:: Challenge ::
Write out exactly the lines below that run from the line containing "One point goes on every instance of the closed" through the last line of the records.

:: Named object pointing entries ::
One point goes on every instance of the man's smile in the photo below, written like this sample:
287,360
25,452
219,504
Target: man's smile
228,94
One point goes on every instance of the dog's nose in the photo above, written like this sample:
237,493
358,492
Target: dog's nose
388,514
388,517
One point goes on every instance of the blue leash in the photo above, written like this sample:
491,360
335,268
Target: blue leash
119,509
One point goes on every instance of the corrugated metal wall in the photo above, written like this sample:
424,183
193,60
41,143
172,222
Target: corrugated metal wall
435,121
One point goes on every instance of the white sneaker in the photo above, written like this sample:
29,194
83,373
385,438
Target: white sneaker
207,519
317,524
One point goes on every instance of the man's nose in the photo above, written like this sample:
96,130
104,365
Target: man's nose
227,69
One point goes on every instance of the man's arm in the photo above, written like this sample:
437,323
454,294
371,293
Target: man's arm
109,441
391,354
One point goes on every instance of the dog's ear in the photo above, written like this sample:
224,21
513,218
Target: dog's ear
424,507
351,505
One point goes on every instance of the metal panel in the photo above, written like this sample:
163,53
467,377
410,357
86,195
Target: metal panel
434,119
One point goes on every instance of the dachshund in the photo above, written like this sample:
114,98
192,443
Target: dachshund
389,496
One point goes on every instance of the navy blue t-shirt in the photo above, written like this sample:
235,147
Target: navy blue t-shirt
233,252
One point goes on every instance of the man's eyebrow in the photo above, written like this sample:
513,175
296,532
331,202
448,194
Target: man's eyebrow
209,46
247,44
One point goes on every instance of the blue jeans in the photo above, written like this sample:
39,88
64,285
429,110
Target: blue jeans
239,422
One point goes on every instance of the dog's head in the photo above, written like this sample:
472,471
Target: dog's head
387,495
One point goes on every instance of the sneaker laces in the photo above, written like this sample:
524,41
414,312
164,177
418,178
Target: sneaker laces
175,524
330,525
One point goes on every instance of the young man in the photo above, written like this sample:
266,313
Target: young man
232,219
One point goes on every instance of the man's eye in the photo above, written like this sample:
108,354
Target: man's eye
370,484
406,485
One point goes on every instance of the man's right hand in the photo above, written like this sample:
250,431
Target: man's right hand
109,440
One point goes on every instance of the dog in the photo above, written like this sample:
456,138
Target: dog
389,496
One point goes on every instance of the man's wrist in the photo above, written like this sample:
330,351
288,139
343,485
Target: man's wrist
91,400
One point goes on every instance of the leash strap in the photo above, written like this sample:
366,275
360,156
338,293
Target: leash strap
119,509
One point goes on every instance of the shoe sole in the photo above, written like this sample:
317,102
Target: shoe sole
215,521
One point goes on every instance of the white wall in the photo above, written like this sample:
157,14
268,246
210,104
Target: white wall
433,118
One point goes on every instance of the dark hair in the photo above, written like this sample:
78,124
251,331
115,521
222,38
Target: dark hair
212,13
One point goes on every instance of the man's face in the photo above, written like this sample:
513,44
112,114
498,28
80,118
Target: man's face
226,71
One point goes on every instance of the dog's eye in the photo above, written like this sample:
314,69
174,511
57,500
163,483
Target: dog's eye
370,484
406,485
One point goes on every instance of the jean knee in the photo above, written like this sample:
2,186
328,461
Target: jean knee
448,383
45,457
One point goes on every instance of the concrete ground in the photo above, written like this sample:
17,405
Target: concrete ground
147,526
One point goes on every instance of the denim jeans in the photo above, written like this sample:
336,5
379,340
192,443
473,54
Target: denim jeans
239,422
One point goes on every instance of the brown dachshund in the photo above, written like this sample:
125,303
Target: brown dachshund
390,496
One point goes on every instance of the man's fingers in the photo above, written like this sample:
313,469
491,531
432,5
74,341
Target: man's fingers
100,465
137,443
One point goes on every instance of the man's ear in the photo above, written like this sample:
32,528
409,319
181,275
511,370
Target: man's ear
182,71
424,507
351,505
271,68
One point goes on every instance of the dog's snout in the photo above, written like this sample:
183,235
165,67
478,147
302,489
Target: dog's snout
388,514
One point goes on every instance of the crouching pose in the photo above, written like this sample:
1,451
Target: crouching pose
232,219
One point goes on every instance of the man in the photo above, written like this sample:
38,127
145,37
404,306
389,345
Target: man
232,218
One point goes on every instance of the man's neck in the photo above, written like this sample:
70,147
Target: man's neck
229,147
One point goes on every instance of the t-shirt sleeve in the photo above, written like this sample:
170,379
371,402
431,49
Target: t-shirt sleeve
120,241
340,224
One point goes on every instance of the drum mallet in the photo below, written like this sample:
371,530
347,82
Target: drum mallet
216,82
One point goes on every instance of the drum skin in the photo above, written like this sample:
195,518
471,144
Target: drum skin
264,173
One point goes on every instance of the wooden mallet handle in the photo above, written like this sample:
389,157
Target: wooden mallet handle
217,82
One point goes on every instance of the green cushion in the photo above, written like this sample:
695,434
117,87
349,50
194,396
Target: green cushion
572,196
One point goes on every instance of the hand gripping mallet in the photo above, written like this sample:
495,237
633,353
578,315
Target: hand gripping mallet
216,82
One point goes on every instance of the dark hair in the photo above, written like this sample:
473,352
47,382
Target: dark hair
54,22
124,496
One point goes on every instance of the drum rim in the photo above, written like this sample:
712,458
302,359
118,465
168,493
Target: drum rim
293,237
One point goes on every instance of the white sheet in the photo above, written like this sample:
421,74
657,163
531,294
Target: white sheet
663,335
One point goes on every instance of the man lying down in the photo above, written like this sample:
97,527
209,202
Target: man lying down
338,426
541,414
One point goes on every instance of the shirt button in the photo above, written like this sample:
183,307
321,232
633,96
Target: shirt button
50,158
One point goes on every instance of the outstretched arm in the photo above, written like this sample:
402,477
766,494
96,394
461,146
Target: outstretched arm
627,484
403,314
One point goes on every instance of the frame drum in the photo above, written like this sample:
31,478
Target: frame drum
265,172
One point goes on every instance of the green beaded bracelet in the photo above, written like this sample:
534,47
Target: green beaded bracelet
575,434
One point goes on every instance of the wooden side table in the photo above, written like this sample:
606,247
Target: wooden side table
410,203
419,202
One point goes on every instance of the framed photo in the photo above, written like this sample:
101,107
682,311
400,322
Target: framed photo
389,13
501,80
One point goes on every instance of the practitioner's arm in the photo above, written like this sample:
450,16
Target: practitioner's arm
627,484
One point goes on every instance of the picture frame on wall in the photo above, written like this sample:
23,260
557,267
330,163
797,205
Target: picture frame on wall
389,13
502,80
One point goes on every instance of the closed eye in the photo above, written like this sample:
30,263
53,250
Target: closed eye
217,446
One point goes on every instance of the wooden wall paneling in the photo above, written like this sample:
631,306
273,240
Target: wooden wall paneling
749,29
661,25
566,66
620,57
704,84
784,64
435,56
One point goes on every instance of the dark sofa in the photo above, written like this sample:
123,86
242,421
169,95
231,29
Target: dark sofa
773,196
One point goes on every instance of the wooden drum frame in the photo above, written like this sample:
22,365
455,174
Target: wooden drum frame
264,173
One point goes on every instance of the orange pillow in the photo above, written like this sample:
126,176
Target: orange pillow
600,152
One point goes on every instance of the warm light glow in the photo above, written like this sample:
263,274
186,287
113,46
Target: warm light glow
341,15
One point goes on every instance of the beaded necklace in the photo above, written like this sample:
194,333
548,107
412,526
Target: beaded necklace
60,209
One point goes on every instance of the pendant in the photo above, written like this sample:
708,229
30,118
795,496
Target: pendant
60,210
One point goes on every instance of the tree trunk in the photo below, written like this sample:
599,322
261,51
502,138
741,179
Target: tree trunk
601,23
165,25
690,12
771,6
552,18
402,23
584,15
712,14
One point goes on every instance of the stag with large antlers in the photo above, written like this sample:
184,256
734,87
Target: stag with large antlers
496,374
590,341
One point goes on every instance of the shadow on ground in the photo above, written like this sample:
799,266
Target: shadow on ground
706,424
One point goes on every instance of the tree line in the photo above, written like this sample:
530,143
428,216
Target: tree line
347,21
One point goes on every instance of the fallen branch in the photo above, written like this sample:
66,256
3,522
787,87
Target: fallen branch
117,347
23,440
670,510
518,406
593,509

:: Solved exercise ::
One point goes on every instance of the closed eye in the photo above, written like this sample:
30,263
53,250
Target: closed eye
217,446
One point goes on every instance of the wooden wall paneling in the photo above, written like this sample:
631,306
273,240
Target: wooden wall paneling
749,29
661,25
566,66
620,57
704,84
784,64
435,56
One point goes on every instance of the dark sofa in the photo above, written like this sample:
123,86
242,421
169,95
231,29
Target: dark sofa
773,196
One point goes on every instance of the wooden drum frame in the photo above, written like this sample:
22,365
455,174
Target: wooden drum frame
264,173
One point goes on every instance of the orange pillow in the photo above, written like this sample:
126,176
Target: orange pillow
600,152
One point goes on every instance of the warm light glow in the photo above, written like this sample:
263,274
186,287
113,46
Target: warm light glow
341,15
One point goes on every instance of the beaded necklace in the photo above, written like this sample:
194,333
548,107
412,526
Target: beaded necklace
60,209
One point goes on every instance of the pendant in the photo above, written like this sample:
708,229
30,118
795,496
Target: pendant
60,210
One point goes on every instance of the tree trunk in the photo below, written like this sample:
599,322
261,51
502,138
741,179
Target: tree trunk
601,23
165,25
690,12
771,6
552,18
402,23
584,15
712,14
One point goes on every instance of the stag with large antlers in the photo above, written like this sample:
184,256
734,87
Target: stag with large antlers
496,374
590,341
One point goes on every instance of the shadow on ground in the photo above, written like this sample:
799,266
Target: shadow on ground
706,424
One point goes on every instance of the tree line in the photo above, written like this sample:
530,143
428,216
Target: tree line
347,21
One point goes on every instance of the fallen branch in the photo above, written like this sample:
66,256
3,522
787,87
Target: fallen branch
117,347
23,440
670,510
518,406
593,509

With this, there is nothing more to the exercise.